YOUR GOAL: Will you restate verbatim the lines running from the line with "[point] every instance of the white" to the end of the data, leaving out everything else?

SOURCE MATERIAL:

----------------

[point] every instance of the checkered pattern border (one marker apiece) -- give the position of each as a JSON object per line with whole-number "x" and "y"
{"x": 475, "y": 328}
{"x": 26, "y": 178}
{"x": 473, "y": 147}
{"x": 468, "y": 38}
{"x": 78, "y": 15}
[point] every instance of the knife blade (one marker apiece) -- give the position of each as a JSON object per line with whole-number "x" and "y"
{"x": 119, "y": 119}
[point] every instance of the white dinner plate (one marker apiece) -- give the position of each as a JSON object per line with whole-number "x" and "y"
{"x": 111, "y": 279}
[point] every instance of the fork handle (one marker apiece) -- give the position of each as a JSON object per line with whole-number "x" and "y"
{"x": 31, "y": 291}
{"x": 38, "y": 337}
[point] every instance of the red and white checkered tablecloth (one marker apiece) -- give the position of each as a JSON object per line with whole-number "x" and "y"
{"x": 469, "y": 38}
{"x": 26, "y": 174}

----------------

ANSWER TO THE EXERCISE:
[point] every instance of the white dinner plate (one marker apiece) -- give the position of each as a JSON object per line with whole-number "x" and "y"
{"x": 111, "y": 279}
[point] every instance of the fork handle (one marker apiece) -- give the position of each as a JSON object per line with whole-number "x" and "y"
{"x": 31, "y": 291}
{"x": 38, "y": 337}
[point] every instance of the red and white checkered tablecloth (one marker apiece) -- give the position of each as a JSON object per line with whole-number "x" and "y"
{"x": 469, "y": 38}
{"x": 26, "y": 174}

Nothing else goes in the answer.